■ ASSIGNMENT 1:
Please rewrite the stretch of the procrastination article from "Procrastination is a" through "wired for that.", changing "brains" to "minds".
■ ASSIGNMENT 2:
Keep writing the procrastination article, picking up after its final sentence.

■ EXCERPT PROVIDED:
Why you procrastinate so much (REAL reasons and practical solutions)

If you’re a chronic procrastinator, chances are you feel guilty and ashamed of your laziness, but did you know that procrastination is not laziness at all?

When you procrastinate, you know that not doing a task has negative consequences, but you still cannot do it. Instead, you open your Instagram account, munch on a bag of chips, or even do other chores around the house. Anything BUT the actual task that you have to do. 

Procrastinators endlessly delay tasks at work, home, school, and relationships. These delays have multiple consequences, from living with increased stress [1] and financial problems [2] to having dysfunctional relationships [3]. 

Procrastination has certain specific causative factors which I will cover in this article. Plus, I will also give you some practical tips that will help you break this vicious cycle to overcome procrastination.

The 5 causes of procrastination

Procrastination is a form of self-regulation failure. Our procrastination habit is shaped by our personal experiences, fears, and motivations

Procrastination is universally relatable because we all procrastinate; our brains are wired for that.

■ SOURCE INFORMATION:

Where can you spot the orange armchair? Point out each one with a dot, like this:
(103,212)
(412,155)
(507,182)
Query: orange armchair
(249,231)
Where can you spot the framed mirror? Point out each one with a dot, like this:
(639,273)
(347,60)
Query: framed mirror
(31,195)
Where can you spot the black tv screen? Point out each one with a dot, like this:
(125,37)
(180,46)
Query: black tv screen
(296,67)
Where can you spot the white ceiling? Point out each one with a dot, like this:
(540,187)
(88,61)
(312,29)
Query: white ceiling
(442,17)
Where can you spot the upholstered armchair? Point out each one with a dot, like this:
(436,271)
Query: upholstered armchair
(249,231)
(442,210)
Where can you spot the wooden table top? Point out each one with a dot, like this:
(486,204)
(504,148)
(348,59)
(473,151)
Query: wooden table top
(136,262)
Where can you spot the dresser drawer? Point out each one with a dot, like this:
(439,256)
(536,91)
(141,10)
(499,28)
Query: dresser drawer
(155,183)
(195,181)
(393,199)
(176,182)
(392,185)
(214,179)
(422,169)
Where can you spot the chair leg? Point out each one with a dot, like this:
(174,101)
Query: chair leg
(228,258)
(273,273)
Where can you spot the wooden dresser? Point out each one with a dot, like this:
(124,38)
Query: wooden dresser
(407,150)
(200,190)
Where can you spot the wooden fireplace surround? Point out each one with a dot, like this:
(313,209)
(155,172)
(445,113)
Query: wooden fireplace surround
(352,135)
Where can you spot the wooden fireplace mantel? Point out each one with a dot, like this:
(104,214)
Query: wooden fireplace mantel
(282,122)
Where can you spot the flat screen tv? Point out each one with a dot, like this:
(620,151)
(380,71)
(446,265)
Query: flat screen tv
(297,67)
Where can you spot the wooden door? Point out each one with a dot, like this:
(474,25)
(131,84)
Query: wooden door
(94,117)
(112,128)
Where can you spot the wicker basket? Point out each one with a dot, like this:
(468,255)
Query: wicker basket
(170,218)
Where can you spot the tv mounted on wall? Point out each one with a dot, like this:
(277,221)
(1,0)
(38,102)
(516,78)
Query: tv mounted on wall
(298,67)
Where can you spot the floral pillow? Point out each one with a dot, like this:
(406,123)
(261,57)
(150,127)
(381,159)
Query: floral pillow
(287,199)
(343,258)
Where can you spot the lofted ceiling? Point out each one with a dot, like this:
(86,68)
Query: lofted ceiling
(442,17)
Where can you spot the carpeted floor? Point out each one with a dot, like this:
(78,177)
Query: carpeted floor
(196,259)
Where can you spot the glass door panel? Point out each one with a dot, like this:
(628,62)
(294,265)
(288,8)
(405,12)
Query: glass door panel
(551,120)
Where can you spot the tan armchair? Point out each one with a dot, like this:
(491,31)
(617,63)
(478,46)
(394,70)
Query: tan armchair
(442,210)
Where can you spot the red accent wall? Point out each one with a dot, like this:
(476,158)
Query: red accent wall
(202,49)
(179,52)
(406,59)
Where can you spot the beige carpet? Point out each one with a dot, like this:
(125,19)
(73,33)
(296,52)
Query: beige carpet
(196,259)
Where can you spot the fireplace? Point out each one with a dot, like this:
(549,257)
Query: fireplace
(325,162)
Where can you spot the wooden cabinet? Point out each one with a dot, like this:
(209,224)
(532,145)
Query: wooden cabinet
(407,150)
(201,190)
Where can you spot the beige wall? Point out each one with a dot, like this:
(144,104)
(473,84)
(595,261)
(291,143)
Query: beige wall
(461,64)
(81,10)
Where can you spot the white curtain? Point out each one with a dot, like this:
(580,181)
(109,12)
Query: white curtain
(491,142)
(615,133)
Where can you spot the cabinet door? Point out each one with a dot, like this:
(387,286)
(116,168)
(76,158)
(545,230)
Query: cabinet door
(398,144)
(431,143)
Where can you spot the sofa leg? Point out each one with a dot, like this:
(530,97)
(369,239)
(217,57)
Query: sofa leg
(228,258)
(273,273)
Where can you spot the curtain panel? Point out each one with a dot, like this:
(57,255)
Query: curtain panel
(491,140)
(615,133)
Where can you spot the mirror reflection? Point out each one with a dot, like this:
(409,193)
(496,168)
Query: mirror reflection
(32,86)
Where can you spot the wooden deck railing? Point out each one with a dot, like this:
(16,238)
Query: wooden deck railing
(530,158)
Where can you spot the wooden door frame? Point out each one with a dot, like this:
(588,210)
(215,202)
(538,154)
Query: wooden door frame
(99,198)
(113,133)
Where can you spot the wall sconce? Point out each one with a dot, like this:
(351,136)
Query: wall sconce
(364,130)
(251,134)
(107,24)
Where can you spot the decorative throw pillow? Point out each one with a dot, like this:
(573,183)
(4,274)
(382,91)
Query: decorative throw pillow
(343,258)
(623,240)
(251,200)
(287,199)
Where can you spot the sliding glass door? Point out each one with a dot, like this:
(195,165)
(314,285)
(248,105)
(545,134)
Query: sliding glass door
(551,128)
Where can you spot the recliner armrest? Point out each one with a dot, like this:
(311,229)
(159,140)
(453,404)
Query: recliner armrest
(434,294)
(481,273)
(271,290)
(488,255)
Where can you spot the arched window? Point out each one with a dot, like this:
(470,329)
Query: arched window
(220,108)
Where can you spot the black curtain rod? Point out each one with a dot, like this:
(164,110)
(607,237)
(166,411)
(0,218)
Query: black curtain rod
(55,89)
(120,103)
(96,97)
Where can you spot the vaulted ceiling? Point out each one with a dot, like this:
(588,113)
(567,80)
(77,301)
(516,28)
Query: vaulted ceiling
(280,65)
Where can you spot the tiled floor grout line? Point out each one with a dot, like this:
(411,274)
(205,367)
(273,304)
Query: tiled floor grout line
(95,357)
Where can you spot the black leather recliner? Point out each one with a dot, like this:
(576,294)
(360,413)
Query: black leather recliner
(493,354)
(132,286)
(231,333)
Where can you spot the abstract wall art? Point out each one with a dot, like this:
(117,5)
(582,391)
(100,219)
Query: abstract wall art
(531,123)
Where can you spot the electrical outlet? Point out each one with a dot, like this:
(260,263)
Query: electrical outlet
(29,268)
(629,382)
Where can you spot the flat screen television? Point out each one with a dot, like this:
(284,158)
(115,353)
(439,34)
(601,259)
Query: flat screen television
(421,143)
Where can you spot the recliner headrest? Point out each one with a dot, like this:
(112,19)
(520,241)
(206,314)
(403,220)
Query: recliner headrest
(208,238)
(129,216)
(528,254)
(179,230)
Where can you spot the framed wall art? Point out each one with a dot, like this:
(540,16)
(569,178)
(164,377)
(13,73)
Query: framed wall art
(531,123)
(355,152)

■ TASK RESPONSE 1:
Procrastination is a form of self-regulation failure. Our procrastination habit is shaped by our personal experiences, fears, and motivations

Procrastination is universally relatable because we all procrastinate; our minds are wired for that.

■ TASK RESPONSE 2:
Reason 1: The biology – limbic system vs prefrontal cortex

In his book, The Procrastination Equation, researcher Piers Steel suggests that procrastination is the result of conflict between two parts of our brain – the limbic system and the prefrontal cortex.

The limbic system is the part of our brain involved in behavioural and emotional responses – it controls our emotions, impulses,  and drives. The prefrontal cortex is about cognitive control – logical reasoning, comprehension, solving problems, controlling impulses, persevering, and being creative.

Procrastination is the fight between these two systems. When you have to execute a task, the prefrontal cortex emerges as the planner, while the limbic system wants relief from the stress of having to complete the task. This conflict results in procrastinating the task. 

The limbic system is automatic and wants to protect you from anything unpleasant. It directs you for “immediate mood repair”. This system is always on and on the lookout to make you feel good, at any cost. It has no self control.

Prefrontal cortex, or the thinking brain, is a newer and weaker part of the brain. It is not automatic. You have to activate it for it to function, and consciously engage in the task.

When you’re not consciously engaged, the limbic system kicks in and makes you do “what feels good” – which is doing anything but the task that you have to do.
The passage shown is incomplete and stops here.